__ABOUT THIS EXERCISE__:
Below is a set of entries. Print the line that contains "Tag a point on every instance of the soil" and every later line word for word, through the final one.

BEGIN

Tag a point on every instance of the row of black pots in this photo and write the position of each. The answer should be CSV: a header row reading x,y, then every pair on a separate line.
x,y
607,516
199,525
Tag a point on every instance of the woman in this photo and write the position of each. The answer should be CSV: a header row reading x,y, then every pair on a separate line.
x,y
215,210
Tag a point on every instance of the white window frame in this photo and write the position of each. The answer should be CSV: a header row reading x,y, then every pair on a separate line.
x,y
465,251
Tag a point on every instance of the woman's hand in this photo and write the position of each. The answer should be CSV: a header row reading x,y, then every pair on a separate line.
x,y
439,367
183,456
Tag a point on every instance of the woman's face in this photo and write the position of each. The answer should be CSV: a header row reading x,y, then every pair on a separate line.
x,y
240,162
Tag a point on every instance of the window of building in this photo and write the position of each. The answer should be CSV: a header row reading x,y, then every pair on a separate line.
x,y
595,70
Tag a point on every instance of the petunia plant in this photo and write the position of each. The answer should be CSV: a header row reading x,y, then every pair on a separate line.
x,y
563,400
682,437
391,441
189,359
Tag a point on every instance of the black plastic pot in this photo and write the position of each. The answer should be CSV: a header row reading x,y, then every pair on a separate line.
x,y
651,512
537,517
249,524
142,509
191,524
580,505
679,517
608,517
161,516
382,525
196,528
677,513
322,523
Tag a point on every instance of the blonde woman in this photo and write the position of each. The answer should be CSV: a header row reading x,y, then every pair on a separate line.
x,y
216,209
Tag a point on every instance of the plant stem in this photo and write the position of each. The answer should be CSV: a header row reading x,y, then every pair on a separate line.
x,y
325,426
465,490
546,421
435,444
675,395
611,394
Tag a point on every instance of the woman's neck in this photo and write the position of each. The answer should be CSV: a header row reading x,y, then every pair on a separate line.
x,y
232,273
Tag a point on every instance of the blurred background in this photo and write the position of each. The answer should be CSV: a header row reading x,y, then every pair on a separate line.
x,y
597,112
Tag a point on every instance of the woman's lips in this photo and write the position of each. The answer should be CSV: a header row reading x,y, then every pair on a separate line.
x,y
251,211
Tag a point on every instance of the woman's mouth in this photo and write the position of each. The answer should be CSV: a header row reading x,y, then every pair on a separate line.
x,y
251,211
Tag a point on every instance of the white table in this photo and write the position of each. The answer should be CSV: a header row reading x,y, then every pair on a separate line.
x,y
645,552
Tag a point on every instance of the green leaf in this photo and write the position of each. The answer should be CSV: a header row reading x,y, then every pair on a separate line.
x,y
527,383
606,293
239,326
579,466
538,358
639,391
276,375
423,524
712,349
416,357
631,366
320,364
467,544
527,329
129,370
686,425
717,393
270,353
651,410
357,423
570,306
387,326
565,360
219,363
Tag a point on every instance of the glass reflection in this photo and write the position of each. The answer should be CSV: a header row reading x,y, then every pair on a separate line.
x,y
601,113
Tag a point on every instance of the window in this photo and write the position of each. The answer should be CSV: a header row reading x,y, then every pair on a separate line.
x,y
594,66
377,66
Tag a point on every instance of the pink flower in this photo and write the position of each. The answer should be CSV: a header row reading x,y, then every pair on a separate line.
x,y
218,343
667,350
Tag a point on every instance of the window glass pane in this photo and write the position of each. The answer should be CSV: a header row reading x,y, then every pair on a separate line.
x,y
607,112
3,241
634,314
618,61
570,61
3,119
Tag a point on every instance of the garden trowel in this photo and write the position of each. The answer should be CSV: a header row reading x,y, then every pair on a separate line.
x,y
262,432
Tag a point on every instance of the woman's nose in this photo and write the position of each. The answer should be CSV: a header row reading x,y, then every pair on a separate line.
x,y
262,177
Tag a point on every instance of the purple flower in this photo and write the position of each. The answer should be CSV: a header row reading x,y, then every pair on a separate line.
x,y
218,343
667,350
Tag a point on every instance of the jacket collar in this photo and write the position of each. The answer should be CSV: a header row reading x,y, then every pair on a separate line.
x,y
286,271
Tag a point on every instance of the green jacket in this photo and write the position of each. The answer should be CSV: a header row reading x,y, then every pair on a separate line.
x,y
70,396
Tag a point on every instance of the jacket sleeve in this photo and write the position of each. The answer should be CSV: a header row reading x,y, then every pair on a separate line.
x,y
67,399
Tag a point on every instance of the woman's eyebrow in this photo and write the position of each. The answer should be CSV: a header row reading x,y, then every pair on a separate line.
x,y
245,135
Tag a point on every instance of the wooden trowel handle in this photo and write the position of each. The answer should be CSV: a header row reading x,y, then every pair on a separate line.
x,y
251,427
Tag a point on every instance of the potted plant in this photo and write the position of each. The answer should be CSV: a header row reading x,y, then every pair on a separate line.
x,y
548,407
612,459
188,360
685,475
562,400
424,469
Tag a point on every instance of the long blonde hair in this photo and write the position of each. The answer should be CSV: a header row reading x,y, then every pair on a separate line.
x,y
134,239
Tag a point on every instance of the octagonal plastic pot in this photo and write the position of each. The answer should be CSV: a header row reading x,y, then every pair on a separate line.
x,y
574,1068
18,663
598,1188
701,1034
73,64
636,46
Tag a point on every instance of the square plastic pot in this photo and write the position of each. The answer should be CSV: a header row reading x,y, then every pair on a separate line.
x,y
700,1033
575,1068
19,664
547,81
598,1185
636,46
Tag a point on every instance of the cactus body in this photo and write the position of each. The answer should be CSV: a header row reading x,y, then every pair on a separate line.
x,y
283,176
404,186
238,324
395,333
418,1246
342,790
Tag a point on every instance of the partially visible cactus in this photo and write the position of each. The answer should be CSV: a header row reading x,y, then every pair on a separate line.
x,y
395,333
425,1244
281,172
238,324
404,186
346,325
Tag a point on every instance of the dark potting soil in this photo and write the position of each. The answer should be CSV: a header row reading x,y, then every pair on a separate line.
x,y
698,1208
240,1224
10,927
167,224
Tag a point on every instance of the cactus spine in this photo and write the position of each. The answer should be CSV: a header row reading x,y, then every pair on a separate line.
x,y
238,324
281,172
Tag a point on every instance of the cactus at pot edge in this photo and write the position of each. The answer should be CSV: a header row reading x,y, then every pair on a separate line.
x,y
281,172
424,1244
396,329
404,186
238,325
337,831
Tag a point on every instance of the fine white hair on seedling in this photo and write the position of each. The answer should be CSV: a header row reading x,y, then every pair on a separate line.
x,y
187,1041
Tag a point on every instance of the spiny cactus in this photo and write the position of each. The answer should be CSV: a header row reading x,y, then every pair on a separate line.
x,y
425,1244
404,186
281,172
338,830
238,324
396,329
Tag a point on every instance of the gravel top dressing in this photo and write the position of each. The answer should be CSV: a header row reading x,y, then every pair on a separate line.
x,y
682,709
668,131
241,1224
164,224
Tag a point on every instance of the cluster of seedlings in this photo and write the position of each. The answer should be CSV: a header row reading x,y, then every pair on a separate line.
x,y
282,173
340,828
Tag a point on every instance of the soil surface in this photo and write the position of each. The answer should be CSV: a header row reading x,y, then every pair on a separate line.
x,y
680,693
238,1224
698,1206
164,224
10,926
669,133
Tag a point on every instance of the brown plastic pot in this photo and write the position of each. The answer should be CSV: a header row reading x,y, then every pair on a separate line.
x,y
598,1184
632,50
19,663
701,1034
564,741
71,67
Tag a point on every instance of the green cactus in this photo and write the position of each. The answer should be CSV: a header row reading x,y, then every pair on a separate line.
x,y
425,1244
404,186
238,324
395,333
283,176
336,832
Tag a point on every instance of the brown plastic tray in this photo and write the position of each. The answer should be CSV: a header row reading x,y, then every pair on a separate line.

END

__WORKED SOLUTION__:
Tag a point on every instance of the soil surface in this photo and write the position of each. The answer should be CSV: a header row reading x,y, then every pair on a separate line.
x,y
680,693
238,1224
698,1206
164,224
10,926
669,133
Tag a point on every instance of the brown plastic pot in this photo and write the position of each. The answer should be CSV: a header row reading x,y, then every pair on a separate line.
x,y
598,1184
632,50
19,663
701,1034
564,741
71,67
Tag a point on every instance of the green cactus in this photo and write the position of each. The answer should be CSV: a header row reading x,y, then every pair on a separate line.
x,y
425,1244
404,186
238,324
395,333
283,176
336,832
Tag a point on every instance of the brown plastic tray in this photo and write the position of each. The answer should be CSV: a header row reading x,y, then every pair on a separate line.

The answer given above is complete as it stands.